[Start of Attachment]
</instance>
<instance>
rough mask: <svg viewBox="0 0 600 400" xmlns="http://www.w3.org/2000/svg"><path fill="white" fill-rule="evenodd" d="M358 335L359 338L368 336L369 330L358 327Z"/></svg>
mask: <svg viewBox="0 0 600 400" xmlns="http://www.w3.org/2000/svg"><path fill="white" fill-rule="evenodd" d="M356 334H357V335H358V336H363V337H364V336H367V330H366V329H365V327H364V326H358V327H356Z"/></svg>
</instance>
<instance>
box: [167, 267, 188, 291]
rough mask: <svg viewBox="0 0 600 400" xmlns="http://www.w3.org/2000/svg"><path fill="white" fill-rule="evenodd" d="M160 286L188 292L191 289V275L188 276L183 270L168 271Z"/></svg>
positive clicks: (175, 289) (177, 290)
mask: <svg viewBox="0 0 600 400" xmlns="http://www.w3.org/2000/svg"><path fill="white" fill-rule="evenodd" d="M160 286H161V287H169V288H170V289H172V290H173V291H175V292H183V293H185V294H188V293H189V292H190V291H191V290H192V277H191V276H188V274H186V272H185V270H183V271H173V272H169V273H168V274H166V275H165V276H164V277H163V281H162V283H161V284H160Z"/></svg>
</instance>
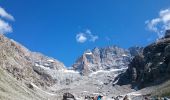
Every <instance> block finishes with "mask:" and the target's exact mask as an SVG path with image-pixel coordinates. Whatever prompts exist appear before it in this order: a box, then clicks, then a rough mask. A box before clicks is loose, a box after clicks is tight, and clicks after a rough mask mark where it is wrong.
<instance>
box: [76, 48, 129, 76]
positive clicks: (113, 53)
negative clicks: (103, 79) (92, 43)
mask: <svg viewBox="0 0 170 100" xmlns="http://www.w3.org/2000/svg"><path fill="white" fill-rule="evenodd" d="M130 58H131V55H130V53H129V51H128V50H124V49H122V48H119V47H117V46H110V47H105V48H94V49H93V50H87V51H86V52H85V53H84V54H83V55H82V56H81V57H80V58H78V60H77V61H76V62H75V63H74V64H73V69H74V70H76V71H79V72H80V73H81V74H83V75H87V74H89V73H92V72H96V71H99V70H110V69H121V68H126V67H127V65H128V63H129V61H130Z"/></svg>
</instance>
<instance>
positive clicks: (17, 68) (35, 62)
mask: <svg viewBox="0 0 170 100" xmlns="http://www.w3.org/2000/svg"><path fill="white" fill-rule="evenodd" d="M0 51H1V52H0V66H1V68H2V69H3V70H6V71H7V72H8V73H10V74H11V75H12V76H13V77H15V78H16V79H17V80H20V81H23V82H29V83H34V84H36V85H37V86H42V87H44V86H50V85H52V84H54V83H55V80H54V79H53V78H52V77H51V76H50V75H49V74H47V73H45V69H51V70H61V69H65V67H64V65H63V64H62V63H60V62H59V61H57V60H55V59H53V58H49V57H46V56H44V55H42V54H39V53H32V52H30V51H29V50H28V49H26V48H25V47H24V46H22V45H20V44H19V43H17V42H15V41H14V40H10V39H8V38H7V37H5V36H3V35H0Z"/></svg>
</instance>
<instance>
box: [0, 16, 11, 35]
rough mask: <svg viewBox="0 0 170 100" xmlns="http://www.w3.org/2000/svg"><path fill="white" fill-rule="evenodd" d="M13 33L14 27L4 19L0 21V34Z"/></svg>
mask: <svg viewBox="0 0 170 100" xmlns="http://www.w3.org/2000/svg"><path fill="white" fill-rule="evenodd" d="M10 32H12V27H11V26H10V25H9V24H8V23H7V22H5V21H3V20H2V19H0V34H4V33H10Z"/></svg>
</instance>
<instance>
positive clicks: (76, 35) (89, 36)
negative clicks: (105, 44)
mask: <svg viewBox="0 0 170 100" xmlns="http://www.w3.org/2000/svg"><path fill="white" fill-rule="evenodd" d="M98 38H99V37H98V36H97V35H93V34H92V32H91V31H90V30H89V29H87V30H86V31H85V32H80V33H78V34H77V35H76V40H77V42H79V43H84V42H86V41H90V42H95V41H96V40H97V39H98Z"/></svg>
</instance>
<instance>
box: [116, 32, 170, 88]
mask: <svg viewBox="0 0 170 100" xmlns="http://www.w3.org/2000/svg"><path fill="white" fill-rule="evenodd" d="M169 79H170V30H167V31H166V33H165V36H164V37H163V38H161V39H159V40H157V41H156V42H154V43H152V44H150V45H148V46H146V47H145V48H144V49H143V52H141V53H139V54H138V55H136V56H135V57H134V58H133V60H132V61H131V62H130V64H129V68H128V70H127V71H126V73H125V74H123V75H122V76H121V78H120V80H119V84H127V83H131V84H132V85H133V87H134V88H136V89H140V88H144V87H148V86H153V85H156V84H161V83H163V82H165V81H166V80H169Z"/></svg>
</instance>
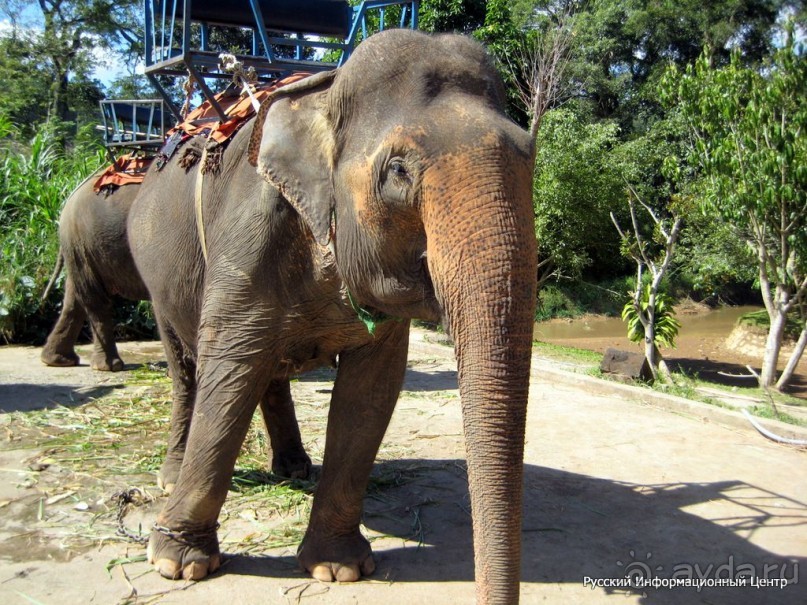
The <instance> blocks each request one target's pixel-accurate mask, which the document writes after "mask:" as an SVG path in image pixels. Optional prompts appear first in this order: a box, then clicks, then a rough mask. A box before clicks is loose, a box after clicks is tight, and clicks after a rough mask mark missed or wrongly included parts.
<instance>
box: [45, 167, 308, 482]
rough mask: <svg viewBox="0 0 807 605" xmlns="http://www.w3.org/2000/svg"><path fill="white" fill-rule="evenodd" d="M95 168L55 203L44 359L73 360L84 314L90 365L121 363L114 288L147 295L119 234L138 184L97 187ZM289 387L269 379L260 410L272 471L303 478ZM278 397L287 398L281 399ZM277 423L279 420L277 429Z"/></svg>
mask: <svg viewBox="0 0 807 605" xmlns="http://www.w3.org/2000/svg"><path fill="white" fill-rule="evenodd" d="M103 171H104V169H101V170H99V171H98V172H96V173H95V174H93V175H92V176H90V177H89V178H87V179H86V180H85V181H84V182H83V183H82V184H81V185H79V186H78V187H77V188H76V189H75V191H74V192H73V193H72V194H71V195H70V197H69V198H68V199H67V202H65V207H64V210H63V211H62V215H61V221H60V224H59V241H60V251H59V253H60V255H61V256H62V258H63V259H64V264H65V265H66V270H67V278H66V281H65V294H64V302H63V303H62V312H61V314H60V315H59V319H58V320H57V322H56V325H55V326H54V328H53V330H51V333H50V335H49V336H48V340H47V342H46V343H45V346H44V347H43V349H42V353H41V359H42V361H43V362H44V363H45V364H46V365H50V366H61V367H64V366H73V365H77V364H78V362H79V357H78V355H77V354H76V352H75V349H74V345H75V342H76V339H77V338H78V334H79V332H80V331H81V329H82V327H83V325H84V321H85V319H87V318H89V321H90V326H91V329H92V332H93V337H94V338H93V349H94V350H93V354H92V358H91V366H92V367H93V368H94V369H96V370H105V371H112V372H116V371H119V370H122V369H123V368H124V363H123V360H122V359H121V358H120V355H119V354H118V350H117V346H116V344H115V339H114V322H113V319H112V305H113V302H114V295H119V296H122V297H124V298H127V299H130V300H149V299H150V295H149V292H148V290H147V288H146V285H145V284H144V283H143V280H142V279H141V278H140V274H139V273H138V271H137V267H136V266H135V263H134V259H133V258H132V254H131V251H130V248H129V242H128V238H127V236H126V227H127V220H128V216H129V211H130V210H131V207H132V203H133V202H134V200H135V198H136V197H137V195H138V193H139V192H140V185H139V184H136V183H134V184H128V185H125V186H121V187H118V188H116V189H114V190H112V191H111V192H110V193H109V194H108V195H103V194H97V193H96V192H95V191H94V189H93V186H94V183H95V181H96V180H97V178H98V177H99V176H100V175H101V173H102V172H103ZM289 389H290V386H289V384H288V381H285V383H284V382H283V381H277V382H276V383H274V384H273V388H272V390H271V391H270V392H268V394H267V397H266V398H265V400H264V401H262V403H261V411H262V413H263V418H264V424H265V425H266V428H267V433H268V435H269V450H270V451H269V459H270V462H271V468H272V472H273V473H274V474H276V475H278V476H281V477H289V478H292V479H304V478H307V477H308V475H309V472H310V469H311V459H310V458H309V456H308V454H307V453H306V452H305V449H304V448H303V445H302V441H301V436H300V432H299V428H298V426H297V419H296V416H295V414H294V408H293V406H292V404H291V394H290V392H289ZM284 398H285V399H284ZM285 401H288V402H289V403H288V405H286V406H285V407H284V406H283V404H284V402H285ZM269 404H271V405H269ZM278 425H280V426H282V427H283V430H282V431H280V432H279V431H278V430H277V426H278ZM183 448H184V440H181V439H180V440H179V441H173V442H171V443H169V447H168V451H167V453H166V459H165V461H164V463H163V465H162V467H161V469H160V472H159V474H158V477H157V483H158V486H159V487H160V488H162V489H163V490H164V491H166V492H168V493H170V492H171V491H172V490H173V487H174V484H175V483H176V477H177V475H178V474H179V466H180V464H181V462H182V457H183Z"/></svg>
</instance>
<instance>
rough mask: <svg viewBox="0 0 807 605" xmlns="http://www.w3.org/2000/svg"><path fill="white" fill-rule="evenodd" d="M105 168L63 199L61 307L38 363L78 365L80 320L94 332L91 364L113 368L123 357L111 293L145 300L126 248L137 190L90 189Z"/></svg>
mask: <svg viewBox="0 0 807 605" xmlns="http://www.w3.org/2000/svg"><path fill="white" fill-rule="evenodd" d="M104 170H105V169H101V170H99V171H98V172H96V173H95V174H94V175H92V176H90V177H89V178H88V179H86V180H85V181H84V182H83V183H82V184H81V185H79V186H78V187H77V188H76V190H75V191H74V192H73V193H72V194H71V195H70V197H69V198H68V199H67V201H66V202H65V206H64V209H63V210H62V214H61V218H60V220H59V253H60V254H61V255H62V257H63V259H64V265H65V270H66V273H67V277H66V279H65V284H64V300H63V302H62V311H61V314H60V315H59V319H58V320H57V321H56V325H55V326H54V327H53V329H52V330H51V332H50V334H49V335H48V340H47V342H46V343H45V346H44V347H43V348H42V354H41V359H42V362H43V363H45V364H46V365H49V366H60V367H61V366H74V365H77V364H78V363H79V357H78V355H77V354H76V351H75V348H74V347H75V344H76V340H77V339H78V336H79V333H80V332H81V329H82V328H83V327H84V321H85V320H89V323H90V328H91V330H92V334H93V353H92V357H91V359H90V365H91V367H92V368H93V369H95V370H103V371H111V372H116V371H119V370H122V369H123V365H124V364H123V360H122V359H121V358H120V355H118V348H117V346H116V345H115V324H114V321H113V318H112V305H113V302H114V297H115V296H116V295H117V296H121V297H123V298H128V299H130V300H146V299H148V297H149V296H148V291H147V290H146V286H145V285H144V284H143V280H141V279H140V275H139V274H138V272H137V269H136V267H135V264H134V260H133V259H132V255H131V252H130V251H129V243H128V241H127V237H126V221H127V219H128V216H129V210H130V208H131V206H132V203H133V202H134V199H135V197H137V193H138V192H139V190H140V186H139V185H136V184H134V185H126V186H124V187H120V188H118V189H115V190H114V191H113V192H112V193H110V194H109V195H105V194H97V193H95V191H93V186H94V183H95V181H96V180H97V179H98V177H99V176H100V175H101V173H102V172H103V171H104Z"/></svg>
[End of Attachment]
**Exercise aim:**
Pick out every line of the listing above that contains the string "positive", and copy each one in full.

**Problem solution:**
positive clicks: (175, 289) (177, 290)
positive clicks: (113, 53)
positive clicks: (17, 68) (35, 62)
positive clicks: (76, 35) (89, 36)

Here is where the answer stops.